→ **RECORDS FOR PROCESSING**:

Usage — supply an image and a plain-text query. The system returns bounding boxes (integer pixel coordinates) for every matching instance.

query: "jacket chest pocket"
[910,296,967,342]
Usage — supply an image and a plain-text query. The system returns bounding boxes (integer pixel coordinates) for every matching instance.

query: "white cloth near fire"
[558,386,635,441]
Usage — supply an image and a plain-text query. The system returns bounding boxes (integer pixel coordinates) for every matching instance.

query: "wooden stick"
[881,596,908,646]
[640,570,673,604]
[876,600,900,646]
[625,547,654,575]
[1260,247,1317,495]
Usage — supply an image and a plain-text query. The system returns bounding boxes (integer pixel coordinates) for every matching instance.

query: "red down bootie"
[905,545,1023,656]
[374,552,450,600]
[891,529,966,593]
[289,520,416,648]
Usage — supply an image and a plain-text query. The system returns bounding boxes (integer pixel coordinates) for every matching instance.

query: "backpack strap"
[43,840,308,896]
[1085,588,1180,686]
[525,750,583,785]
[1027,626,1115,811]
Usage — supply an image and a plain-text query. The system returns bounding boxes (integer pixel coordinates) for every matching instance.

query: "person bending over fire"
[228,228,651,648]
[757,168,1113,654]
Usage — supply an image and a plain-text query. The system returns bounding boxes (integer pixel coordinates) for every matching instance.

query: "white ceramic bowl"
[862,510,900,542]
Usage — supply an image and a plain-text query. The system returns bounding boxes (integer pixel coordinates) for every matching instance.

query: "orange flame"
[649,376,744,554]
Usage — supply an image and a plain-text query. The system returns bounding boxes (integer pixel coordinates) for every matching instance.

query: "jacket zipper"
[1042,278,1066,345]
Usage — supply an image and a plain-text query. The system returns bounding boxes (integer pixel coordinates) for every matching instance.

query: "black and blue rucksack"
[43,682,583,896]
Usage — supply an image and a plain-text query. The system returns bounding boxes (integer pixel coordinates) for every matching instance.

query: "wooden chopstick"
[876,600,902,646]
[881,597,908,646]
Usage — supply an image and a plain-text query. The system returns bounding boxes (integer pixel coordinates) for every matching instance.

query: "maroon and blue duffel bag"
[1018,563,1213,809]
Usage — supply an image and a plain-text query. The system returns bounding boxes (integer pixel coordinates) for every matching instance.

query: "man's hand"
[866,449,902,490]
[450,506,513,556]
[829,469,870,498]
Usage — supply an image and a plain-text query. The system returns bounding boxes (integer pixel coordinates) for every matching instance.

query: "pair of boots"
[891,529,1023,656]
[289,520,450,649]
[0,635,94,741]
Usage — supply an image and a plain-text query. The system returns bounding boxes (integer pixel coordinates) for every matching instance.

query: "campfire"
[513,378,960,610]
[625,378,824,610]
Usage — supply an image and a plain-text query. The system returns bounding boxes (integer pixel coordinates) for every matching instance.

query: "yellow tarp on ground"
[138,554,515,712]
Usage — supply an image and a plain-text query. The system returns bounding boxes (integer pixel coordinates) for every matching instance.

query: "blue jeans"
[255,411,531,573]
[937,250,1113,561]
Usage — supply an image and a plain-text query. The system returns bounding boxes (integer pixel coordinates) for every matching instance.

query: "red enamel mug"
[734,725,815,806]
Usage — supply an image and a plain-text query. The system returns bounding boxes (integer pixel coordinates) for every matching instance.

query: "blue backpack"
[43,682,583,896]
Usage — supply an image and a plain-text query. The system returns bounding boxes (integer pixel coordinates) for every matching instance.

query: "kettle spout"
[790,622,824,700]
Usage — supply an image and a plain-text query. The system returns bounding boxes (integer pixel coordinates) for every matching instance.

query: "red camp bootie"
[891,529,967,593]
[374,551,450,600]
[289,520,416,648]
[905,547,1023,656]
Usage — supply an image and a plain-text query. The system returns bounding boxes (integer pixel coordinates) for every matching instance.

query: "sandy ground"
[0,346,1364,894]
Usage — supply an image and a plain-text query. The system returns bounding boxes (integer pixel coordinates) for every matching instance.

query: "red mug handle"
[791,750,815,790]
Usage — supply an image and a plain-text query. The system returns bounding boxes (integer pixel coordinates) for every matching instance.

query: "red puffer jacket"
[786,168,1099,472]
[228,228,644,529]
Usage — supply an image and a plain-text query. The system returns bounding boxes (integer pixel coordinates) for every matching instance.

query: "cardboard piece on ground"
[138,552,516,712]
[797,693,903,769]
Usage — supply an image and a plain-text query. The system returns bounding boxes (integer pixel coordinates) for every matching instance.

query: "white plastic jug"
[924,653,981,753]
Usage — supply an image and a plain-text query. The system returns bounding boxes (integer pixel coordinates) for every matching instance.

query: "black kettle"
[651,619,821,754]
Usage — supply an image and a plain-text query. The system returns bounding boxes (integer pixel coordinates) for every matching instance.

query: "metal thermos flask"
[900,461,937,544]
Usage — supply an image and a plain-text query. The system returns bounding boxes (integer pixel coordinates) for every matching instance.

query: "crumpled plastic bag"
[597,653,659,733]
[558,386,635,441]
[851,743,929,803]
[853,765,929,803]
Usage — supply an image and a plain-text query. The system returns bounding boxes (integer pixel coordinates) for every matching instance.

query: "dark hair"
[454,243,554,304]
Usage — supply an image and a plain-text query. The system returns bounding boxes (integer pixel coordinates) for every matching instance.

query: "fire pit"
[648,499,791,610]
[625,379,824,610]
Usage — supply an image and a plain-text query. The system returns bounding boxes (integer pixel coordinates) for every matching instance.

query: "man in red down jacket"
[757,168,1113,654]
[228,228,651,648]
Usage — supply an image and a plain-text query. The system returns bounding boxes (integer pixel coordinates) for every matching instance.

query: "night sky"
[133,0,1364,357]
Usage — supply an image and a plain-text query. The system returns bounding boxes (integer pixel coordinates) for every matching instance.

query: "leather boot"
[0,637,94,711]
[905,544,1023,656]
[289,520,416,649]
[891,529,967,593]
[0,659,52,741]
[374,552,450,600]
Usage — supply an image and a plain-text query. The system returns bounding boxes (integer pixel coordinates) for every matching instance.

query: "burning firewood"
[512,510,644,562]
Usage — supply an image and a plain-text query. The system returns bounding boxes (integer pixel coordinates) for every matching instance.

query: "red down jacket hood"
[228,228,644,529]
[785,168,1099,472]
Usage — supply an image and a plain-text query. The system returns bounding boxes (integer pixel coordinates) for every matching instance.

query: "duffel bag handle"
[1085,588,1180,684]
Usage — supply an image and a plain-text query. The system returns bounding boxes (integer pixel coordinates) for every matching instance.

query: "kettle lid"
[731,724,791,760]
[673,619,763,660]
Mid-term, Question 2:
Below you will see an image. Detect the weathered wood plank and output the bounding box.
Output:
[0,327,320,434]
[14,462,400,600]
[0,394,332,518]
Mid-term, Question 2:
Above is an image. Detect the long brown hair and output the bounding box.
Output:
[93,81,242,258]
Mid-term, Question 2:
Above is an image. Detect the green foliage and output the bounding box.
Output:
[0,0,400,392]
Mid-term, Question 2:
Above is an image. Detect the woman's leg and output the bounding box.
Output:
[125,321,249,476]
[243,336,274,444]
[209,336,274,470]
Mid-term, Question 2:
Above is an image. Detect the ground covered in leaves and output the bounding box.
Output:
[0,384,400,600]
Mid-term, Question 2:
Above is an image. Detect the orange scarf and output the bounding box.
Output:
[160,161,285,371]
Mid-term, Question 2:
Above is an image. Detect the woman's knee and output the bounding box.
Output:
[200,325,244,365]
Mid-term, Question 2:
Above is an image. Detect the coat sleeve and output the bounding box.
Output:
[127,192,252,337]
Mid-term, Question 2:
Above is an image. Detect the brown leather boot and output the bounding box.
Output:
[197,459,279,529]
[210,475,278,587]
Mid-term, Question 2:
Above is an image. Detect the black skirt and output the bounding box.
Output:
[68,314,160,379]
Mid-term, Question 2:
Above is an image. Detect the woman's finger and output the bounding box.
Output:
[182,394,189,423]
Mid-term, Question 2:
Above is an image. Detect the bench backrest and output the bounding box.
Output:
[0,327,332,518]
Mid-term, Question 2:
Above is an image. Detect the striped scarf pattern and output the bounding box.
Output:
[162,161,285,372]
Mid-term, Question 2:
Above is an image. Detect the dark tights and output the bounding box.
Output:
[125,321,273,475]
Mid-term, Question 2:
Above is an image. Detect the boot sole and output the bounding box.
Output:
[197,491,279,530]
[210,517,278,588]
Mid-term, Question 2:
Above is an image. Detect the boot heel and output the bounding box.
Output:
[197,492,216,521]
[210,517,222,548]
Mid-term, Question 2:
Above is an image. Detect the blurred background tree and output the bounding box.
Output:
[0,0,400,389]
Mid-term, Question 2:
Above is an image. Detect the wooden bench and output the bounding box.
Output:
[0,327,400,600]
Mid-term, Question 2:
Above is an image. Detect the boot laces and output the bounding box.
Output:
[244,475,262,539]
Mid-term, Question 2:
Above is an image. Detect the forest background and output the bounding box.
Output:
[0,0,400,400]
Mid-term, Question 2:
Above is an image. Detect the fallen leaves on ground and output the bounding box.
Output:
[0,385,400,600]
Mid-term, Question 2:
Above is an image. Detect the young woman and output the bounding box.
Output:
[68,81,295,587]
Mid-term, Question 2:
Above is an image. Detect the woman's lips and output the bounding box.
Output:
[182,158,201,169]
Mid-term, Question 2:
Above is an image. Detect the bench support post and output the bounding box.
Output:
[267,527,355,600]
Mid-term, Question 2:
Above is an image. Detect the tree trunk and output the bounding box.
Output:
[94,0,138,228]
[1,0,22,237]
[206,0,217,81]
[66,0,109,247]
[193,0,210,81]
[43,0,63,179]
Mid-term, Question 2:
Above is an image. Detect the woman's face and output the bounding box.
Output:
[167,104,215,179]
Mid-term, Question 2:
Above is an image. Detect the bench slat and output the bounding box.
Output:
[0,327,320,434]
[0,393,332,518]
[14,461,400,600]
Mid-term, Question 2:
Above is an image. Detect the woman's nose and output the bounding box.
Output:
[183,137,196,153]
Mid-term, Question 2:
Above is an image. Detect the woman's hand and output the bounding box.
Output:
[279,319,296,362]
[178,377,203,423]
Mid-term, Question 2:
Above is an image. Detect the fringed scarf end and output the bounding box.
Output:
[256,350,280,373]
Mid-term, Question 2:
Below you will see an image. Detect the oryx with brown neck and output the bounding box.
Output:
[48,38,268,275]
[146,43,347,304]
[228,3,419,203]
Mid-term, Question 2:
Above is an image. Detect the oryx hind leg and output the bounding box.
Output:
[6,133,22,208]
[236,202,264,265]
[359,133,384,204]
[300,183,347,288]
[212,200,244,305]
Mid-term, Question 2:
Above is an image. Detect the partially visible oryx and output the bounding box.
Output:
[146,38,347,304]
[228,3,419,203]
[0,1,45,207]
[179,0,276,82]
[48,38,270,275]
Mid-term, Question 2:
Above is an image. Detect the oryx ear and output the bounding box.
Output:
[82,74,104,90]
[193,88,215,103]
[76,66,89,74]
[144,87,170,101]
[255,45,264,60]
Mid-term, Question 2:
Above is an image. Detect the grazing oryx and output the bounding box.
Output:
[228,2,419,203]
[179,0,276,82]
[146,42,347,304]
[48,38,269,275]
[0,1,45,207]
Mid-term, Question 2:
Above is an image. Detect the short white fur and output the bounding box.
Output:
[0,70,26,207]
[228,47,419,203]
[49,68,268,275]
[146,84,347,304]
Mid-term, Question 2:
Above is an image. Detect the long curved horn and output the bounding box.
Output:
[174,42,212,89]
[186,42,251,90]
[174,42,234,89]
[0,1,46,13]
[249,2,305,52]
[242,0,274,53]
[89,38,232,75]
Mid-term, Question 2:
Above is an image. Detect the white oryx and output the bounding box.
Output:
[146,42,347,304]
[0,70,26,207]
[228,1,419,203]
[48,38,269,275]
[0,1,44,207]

→ **PROBLEM DESCRIPTION**:
Please pull out every line of the material that contains the word "leaves", matching case exactly.

→ **WORKED SOLUTION**:
Above is an image. Detect the ground covered in leaves and output the bounding box.
Above is an image. Detect the fallen leaves on ground and output the bounding box.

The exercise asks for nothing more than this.